*Task:* Provide nothing except how many lines of the data contain the word "running".

*Exercise data:*
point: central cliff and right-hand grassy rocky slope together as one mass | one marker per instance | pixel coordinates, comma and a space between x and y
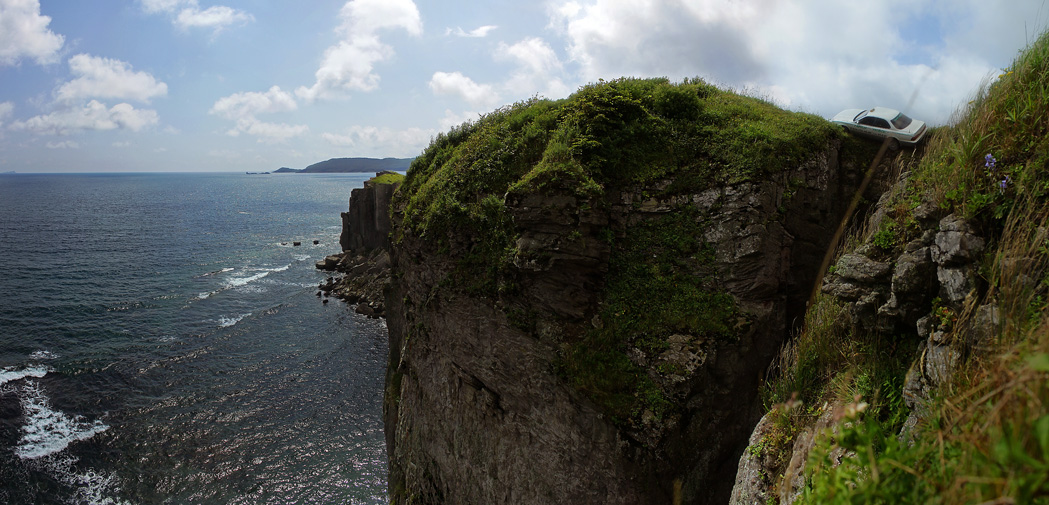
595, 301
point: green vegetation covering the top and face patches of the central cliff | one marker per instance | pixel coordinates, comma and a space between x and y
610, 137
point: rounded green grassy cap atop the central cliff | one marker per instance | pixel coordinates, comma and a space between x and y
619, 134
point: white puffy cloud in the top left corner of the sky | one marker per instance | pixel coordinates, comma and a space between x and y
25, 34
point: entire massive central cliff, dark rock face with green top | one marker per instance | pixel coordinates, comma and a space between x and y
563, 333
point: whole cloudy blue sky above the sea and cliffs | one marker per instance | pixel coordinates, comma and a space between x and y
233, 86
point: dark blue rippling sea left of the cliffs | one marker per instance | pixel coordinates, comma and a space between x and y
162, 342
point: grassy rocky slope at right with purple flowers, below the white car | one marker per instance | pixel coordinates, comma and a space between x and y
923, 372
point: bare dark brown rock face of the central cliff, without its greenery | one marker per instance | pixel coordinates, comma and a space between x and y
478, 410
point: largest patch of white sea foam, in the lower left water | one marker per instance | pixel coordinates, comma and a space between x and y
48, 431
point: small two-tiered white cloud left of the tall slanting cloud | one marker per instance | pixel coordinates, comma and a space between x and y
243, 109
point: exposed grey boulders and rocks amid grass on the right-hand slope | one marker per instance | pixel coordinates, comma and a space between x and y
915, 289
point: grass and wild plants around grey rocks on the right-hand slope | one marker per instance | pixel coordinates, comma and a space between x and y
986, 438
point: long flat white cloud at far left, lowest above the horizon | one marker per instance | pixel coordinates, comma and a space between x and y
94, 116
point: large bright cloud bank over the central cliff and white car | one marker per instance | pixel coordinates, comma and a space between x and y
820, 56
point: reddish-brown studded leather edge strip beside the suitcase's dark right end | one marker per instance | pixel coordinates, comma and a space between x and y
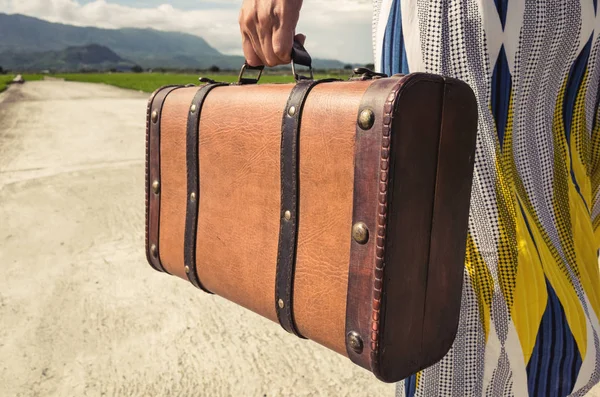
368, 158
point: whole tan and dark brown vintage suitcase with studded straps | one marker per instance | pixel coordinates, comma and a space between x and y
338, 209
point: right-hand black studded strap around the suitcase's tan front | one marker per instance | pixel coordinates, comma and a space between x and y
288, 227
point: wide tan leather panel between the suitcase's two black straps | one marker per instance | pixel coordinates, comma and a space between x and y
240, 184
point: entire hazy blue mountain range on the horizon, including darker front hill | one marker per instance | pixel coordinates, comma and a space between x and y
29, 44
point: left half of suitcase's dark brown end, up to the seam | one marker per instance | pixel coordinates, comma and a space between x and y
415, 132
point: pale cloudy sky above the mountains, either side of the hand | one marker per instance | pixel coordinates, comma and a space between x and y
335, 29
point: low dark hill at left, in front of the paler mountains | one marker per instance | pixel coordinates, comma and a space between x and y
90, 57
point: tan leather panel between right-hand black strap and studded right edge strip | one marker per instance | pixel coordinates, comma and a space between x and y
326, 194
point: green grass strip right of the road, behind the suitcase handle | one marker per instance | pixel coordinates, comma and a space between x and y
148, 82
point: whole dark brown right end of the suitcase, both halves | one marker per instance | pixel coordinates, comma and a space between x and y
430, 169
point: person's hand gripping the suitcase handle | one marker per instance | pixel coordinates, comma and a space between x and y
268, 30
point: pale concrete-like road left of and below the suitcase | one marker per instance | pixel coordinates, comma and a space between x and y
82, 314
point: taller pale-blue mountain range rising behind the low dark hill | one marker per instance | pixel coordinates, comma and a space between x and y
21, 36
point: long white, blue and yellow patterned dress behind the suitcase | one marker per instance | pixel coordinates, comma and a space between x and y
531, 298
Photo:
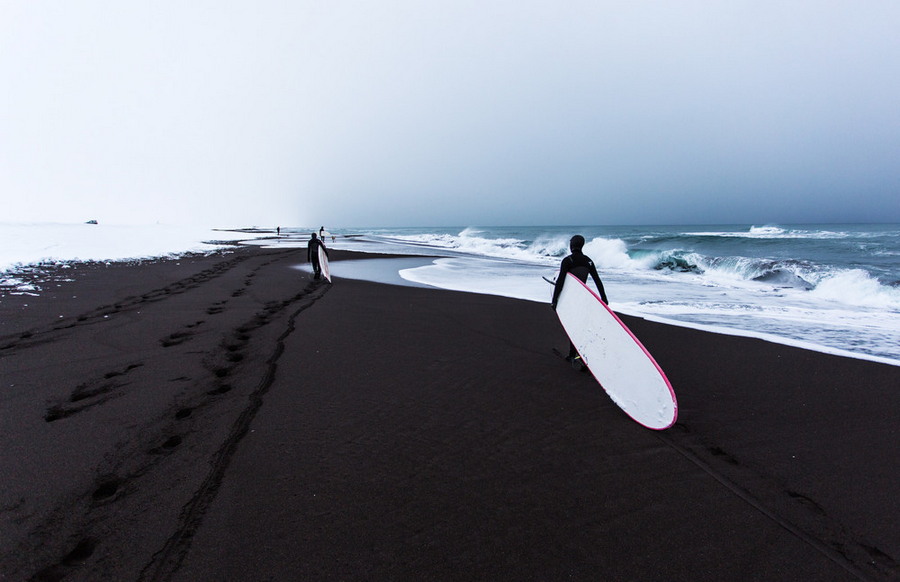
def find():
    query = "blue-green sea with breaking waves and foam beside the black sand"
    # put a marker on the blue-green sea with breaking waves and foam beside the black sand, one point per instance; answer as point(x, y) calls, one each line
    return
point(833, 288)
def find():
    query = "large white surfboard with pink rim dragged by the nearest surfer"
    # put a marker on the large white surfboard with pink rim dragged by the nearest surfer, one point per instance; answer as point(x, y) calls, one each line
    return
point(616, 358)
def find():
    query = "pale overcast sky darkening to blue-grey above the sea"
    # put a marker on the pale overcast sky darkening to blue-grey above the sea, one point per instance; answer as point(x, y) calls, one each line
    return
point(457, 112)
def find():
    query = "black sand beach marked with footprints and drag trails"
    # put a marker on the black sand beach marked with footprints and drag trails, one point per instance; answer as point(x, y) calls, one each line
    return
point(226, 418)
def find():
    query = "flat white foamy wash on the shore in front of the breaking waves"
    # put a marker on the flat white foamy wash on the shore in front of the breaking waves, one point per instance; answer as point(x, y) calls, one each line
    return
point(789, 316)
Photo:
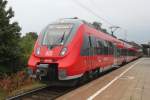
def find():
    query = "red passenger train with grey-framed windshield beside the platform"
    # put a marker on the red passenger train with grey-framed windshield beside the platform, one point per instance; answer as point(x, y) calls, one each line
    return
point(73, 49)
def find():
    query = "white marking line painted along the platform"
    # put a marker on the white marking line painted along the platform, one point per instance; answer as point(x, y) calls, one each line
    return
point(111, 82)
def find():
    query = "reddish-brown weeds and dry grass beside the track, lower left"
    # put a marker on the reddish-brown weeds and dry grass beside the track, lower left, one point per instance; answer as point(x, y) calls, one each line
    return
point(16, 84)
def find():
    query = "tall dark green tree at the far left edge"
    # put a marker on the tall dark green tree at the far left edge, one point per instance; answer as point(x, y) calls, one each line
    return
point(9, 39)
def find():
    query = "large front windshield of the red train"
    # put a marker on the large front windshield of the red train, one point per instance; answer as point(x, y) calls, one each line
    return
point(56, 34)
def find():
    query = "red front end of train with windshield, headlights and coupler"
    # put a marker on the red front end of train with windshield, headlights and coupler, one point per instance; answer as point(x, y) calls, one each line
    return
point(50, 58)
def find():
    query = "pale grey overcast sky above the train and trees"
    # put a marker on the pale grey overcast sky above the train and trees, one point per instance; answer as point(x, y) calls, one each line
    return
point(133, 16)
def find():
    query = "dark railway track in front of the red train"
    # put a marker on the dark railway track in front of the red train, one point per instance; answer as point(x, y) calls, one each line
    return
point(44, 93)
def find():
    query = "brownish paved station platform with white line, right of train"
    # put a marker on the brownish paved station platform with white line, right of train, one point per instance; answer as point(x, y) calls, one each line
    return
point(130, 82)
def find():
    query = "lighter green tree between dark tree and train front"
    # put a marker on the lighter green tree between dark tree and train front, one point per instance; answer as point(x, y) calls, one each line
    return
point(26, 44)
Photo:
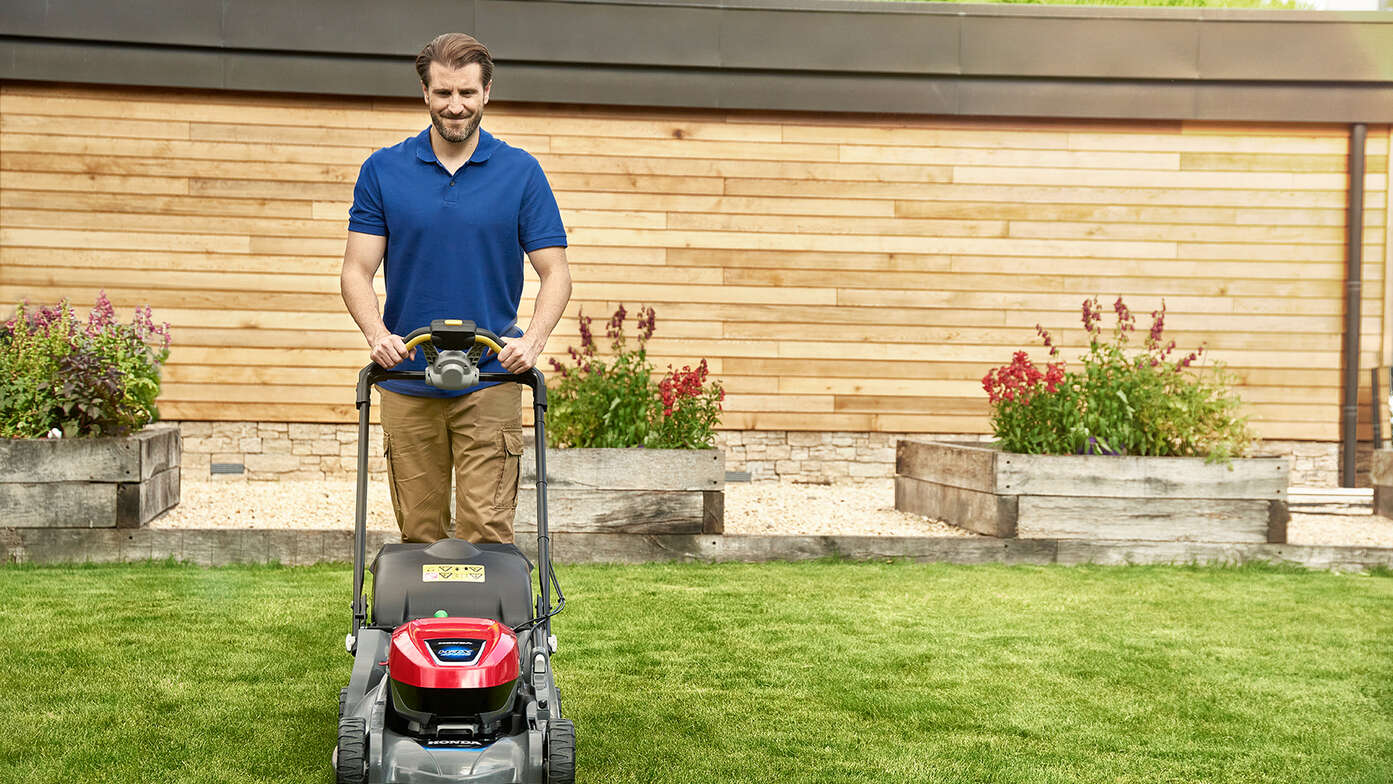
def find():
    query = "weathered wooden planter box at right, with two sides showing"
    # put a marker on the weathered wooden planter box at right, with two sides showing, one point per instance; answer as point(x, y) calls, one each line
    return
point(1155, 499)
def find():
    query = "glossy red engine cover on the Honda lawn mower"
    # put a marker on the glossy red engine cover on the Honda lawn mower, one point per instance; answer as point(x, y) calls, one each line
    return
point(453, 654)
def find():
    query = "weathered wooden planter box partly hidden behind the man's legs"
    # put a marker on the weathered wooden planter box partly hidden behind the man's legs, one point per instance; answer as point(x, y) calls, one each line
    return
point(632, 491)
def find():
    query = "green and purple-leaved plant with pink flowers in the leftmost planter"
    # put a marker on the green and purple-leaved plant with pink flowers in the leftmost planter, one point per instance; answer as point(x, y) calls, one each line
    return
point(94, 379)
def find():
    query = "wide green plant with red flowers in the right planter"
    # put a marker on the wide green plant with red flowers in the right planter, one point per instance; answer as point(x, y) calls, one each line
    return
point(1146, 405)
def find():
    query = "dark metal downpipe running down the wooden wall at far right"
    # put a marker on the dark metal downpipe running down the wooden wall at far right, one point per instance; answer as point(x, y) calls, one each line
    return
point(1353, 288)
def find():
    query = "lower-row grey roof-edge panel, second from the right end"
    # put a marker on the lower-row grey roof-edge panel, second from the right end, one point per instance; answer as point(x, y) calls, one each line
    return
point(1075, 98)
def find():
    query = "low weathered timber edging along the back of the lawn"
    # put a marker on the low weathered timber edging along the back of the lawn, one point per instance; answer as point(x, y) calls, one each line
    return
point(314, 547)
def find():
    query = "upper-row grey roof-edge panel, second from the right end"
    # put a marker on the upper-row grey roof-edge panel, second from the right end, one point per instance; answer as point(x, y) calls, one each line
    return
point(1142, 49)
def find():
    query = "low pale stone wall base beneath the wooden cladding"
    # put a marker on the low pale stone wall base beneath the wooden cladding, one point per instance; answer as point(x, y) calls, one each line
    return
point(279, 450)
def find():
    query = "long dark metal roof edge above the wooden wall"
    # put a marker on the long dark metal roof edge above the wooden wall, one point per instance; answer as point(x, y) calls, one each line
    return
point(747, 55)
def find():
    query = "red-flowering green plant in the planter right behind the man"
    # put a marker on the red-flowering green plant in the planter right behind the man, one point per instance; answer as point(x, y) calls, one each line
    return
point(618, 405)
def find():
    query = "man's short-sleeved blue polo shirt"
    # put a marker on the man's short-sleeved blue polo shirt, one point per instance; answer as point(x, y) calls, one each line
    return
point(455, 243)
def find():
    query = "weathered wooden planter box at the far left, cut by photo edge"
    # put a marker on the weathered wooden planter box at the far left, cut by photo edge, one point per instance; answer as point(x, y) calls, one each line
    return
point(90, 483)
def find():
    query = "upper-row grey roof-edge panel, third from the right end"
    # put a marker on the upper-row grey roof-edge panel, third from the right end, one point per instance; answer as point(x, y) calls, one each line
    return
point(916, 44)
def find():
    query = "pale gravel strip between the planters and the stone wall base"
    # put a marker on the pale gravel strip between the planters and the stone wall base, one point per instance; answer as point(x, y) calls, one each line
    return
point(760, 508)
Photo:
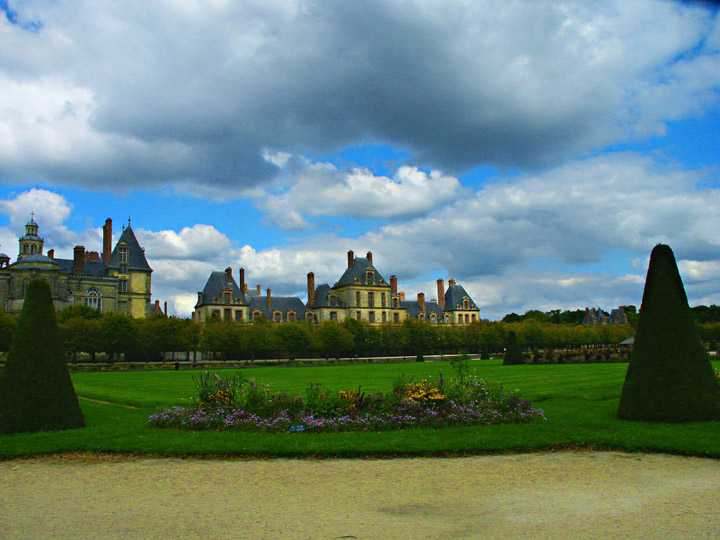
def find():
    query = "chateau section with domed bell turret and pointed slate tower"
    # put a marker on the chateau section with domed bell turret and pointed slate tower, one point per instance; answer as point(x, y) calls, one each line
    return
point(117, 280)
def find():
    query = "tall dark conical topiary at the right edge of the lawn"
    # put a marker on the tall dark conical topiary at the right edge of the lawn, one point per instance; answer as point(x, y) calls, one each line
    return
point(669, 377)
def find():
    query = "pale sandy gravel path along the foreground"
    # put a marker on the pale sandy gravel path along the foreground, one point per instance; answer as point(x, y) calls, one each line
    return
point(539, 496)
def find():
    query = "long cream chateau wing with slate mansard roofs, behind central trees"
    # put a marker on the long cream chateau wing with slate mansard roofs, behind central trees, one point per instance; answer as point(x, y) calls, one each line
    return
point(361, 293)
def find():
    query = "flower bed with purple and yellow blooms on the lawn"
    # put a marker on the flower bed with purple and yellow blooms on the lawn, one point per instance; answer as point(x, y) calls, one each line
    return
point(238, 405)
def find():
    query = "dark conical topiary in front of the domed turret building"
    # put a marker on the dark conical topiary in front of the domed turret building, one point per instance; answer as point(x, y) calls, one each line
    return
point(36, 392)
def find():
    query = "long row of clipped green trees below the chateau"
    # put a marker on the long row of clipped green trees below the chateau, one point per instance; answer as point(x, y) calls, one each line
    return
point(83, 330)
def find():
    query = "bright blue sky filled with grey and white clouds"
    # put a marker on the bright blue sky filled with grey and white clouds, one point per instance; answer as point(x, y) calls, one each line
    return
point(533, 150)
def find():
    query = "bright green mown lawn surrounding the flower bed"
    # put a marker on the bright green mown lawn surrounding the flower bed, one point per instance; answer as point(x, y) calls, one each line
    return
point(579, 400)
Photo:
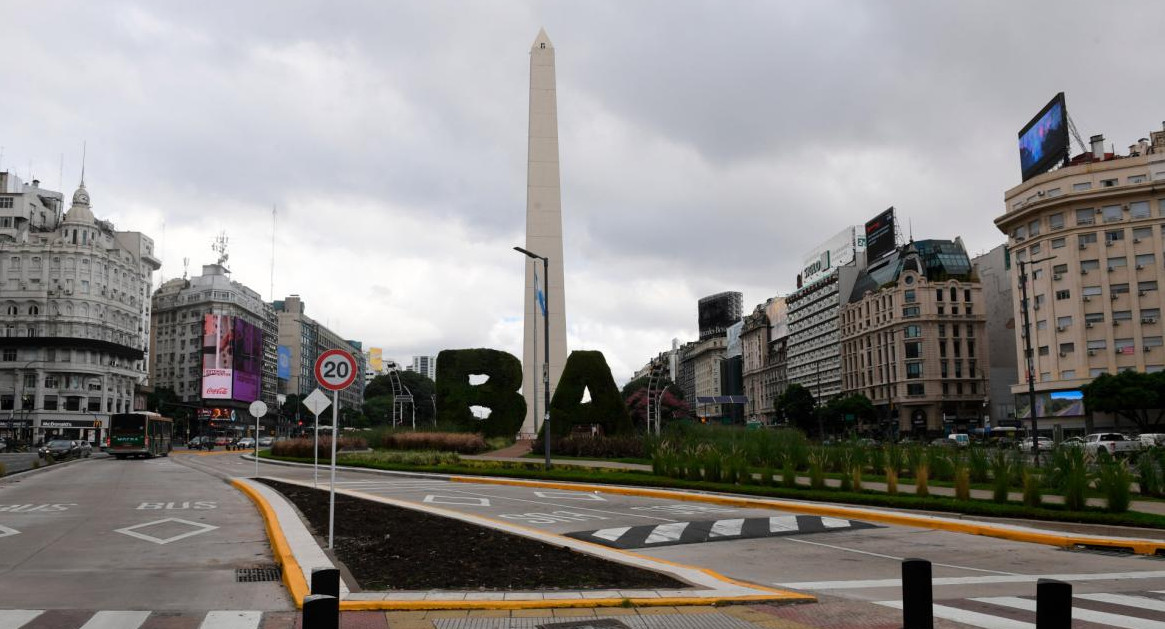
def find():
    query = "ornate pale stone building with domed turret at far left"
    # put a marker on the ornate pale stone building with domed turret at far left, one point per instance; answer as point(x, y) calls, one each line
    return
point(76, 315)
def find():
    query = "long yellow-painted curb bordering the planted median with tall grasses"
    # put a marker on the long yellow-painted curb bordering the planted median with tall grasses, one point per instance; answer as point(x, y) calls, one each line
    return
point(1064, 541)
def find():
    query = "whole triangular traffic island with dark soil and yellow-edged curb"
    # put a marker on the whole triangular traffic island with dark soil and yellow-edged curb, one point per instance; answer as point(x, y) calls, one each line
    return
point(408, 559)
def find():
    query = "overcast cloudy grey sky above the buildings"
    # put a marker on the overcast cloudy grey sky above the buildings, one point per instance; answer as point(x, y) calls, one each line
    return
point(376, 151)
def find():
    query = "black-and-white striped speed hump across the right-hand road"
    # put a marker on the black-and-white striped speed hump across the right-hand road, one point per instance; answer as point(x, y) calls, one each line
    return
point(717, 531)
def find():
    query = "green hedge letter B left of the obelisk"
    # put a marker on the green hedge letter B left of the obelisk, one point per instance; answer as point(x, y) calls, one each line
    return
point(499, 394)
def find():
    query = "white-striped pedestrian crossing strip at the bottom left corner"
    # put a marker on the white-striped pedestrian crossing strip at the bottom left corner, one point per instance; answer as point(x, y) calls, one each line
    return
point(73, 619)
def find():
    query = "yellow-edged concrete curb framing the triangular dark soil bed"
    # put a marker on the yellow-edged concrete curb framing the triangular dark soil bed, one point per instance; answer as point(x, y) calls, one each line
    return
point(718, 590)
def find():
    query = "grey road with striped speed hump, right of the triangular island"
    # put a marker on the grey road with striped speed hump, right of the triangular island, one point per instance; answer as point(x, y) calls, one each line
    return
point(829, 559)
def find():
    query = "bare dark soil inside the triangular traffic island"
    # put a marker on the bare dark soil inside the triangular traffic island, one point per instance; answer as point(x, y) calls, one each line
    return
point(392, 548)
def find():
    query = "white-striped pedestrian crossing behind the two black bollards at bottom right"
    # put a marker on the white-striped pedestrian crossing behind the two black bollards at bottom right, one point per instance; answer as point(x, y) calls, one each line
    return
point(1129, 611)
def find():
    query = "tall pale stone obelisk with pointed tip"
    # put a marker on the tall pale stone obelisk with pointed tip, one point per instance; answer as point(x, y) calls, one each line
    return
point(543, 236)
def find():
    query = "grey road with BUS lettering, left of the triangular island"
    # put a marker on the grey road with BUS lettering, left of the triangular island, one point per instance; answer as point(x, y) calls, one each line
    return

*Response:* 2